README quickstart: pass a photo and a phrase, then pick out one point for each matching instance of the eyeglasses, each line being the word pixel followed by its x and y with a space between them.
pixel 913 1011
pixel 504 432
* * *
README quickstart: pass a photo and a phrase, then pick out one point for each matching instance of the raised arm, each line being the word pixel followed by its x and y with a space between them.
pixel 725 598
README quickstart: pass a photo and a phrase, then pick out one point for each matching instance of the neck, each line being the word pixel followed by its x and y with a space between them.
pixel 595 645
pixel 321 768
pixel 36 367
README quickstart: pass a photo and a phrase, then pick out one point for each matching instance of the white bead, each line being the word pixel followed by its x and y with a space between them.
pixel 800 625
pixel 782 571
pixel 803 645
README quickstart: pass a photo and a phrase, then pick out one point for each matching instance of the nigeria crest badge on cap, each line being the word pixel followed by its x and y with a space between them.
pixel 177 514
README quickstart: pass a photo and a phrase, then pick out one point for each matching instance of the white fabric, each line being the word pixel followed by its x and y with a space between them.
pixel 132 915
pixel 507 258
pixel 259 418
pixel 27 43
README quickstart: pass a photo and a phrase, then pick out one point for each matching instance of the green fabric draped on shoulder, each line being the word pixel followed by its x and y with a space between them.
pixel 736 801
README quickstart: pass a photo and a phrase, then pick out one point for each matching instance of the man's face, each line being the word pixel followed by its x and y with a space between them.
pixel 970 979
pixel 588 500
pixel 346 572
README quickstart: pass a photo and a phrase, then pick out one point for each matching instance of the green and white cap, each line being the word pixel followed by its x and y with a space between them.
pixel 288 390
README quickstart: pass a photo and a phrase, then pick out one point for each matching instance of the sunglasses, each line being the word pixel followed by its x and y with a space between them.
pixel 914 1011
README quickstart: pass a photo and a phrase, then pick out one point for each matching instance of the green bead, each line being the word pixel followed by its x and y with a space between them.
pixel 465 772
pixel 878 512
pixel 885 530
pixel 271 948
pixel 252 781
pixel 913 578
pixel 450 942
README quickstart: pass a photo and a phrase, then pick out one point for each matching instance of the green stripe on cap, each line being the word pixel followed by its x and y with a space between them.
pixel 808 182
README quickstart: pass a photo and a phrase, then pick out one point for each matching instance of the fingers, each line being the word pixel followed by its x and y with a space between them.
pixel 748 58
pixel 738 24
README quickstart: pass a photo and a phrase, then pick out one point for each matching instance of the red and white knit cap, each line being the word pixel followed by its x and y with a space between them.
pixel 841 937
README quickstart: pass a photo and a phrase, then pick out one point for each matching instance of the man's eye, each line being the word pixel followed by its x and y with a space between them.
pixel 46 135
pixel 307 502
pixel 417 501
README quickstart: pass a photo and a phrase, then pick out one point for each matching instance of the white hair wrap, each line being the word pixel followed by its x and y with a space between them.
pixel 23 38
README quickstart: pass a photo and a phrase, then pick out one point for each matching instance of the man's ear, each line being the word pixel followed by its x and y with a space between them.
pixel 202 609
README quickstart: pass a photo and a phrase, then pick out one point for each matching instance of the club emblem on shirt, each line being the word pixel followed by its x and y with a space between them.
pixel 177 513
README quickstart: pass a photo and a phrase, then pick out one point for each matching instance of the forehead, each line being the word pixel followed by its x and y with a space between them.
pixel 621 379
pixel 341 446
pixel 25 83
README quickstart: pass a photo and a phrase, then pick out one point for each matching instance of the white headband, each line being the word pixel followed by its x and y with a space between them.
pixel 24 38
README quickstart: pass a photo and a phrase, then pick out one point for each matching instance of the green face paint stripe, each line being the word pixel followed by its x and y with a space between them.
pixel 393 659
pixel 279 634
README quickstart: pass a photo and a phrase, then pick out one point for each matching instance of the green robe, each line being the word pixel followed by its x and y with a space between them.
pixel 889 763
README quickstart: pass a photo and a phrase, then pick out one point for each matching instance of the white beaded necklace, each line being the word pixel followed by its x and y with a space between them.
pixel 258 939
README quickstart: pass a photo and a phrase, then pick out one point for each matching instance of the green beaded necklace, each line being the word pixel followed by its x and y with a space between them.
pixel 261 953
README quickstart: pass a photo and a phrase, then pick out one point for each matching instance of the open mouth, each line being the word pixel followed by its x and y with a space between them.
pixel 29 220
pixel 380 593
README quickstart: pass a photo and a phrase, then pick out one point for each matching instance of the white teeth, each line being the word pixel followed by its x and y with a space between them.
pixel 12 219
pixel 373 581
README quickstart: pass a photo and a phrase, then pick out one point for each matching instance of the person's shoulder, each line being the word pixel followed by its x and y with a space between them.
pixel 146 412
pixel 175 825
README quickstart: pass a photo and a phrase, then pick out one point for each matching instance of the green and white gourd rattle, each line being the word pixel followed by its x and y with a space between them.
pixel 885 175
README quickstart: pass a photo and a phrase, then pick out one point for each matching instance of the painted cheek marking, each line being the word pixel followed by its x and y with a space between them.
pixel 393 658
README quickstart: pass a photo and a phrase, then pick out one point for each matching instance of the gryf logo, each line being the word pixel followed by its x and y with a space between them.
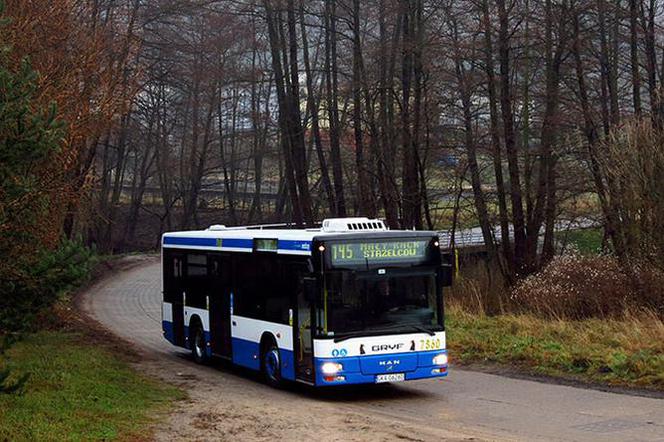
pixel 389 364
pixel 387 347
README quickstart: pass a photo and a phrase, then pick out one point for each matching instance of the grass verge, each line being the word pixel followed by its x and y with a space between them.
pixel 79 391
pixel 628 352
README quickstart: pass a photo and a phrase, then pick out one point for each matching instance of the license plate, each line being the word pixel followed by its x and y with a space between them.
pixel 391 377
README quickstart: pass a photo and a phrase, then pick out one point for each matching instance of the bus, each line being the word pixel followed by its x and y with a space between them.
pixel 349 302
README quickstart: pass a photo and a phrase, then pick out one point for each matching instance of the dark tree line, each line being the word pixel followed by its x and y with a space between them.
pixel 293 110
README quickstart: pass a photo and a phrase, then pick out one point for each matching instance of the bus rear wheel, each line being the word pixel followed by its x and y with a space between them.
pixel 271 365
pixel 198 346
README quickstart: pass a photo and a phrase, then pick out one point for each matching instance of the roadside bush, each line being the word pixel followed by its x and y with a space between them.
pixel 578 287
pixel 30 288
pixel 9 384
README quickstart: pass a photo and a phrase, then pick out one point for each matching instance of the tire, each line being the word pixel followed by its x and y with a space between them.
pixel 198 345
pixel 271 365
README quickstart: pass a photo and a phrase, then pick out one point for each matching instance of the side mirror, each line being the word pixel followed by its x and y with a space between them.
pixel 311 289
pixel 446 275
...
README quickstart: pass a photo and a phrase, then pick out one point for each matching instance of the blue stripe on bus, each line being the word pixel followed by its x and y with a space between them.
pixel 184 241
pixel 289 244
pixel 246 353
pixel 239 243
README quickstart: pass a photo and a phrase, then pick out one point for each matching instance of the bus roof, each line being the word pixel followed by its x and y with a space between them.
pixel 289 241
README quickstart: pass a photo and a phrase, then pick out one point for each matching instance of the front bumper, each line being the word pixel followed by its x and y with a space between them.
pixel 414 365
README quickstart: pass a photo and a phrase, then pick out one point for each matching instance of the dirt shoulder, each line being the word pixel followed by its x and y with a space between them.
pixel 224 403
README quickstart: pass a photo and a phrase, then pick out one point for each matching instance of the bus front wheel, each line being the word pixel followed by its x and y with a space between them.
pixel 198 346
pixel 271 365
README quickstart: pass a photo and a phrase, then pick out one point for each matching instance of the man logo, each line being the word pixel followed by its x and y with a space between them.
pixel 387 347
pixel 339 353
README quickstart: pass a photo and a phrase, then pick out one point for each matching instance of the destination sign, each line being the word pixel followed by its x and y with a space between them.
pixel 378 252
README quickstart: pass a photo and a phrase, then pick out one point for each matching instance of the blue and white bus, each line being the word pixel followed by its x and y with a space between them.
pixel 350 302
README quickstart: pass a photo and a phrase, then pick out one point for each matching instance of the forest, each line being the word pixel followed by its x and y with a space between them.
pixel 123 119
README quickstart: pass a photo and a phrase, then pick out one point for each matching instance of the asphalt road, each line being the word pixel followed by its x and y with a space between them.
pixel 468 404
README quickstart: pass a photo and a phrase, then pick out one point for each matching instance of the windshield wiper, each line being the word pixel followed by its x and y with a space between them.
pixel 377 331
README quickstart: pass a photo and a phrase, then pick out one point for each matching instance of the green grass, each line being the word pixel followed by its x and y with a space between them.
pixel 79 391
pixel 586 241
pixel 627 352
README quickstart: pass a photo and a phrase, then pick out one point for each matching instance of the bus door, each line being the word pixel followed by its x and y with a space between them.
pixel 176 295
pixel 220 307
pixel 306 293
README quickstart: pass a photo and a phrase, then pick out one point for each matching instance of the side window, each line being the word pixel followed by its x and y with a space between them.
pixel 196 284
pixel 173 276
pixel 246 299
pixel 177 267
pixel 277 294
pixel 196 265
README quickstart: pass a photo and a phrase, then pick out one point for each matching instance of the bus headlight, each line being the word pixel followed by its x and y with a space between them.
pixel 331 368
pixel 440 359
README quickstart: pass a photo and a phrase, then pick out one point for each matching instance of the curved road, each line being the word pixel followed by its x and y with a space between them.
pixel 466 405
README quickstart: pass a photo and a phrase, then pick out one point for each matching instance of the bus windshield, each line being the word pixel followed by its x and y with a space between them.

## INSTRUCTIONS FOR THE TASK
Turn the material into a numbered list, starting with the line that contains "white bead, each" and going on through the line that contains "pixel 914 1011". Include only those lines and leave out any blank ones.

## PROBLEM SOLUTION
1. README quickstart: pass a photo and a phrase, then pick out one point for each matching instance of the white bead, each line being the word pixel followed by its x and y with a space between them.
2. pixel 800 625
3. pixel 782 571
4. pixel 803 645
5. README quickstart: pass a photo and a phrase, then pick out one point for each matching instance of the nigeria crest badge on cap, each line being the word pixel followed by its x and y with a space between them.
6. pixel 177 514
7. README quickstart: pass a photo and a phrase, then pick out one point for each matching instance of the white fabric, each line being the word pixel followed by its x and y with a space between them.
8. pixel 132 915
9. pixel 507 258
10. pixel 259 418
11. pixel 27 43
12. README quickstart: pass a photo and a phrase, then pick out one point for each matching instance of the green fabric draped on shoulder, each line being the word pixel followed by its x and y with a space between them.
13. pixel 736 801
14. README quickstart: pass a photo and a phrase, then pick out one point for each matching instance of the man's face, each line being the word pixel followed by its x and y with a space between them.
15. pixel 970 979
16. pixel 588 500
17. pixel 346 572
18. README quickstart: pass a photo and a phrase, then pick out one point for each matching instance of the green and white cap, each line being the word pixel followed by its x and y with a space between them.
19. pixel 288 390
20. README quickstart: pass a photo and a phrase, then pick out one point for each matching instance of the sunglasses, each line being the word pixel followed by its x and y with a space between them.
21. pixel 914 1011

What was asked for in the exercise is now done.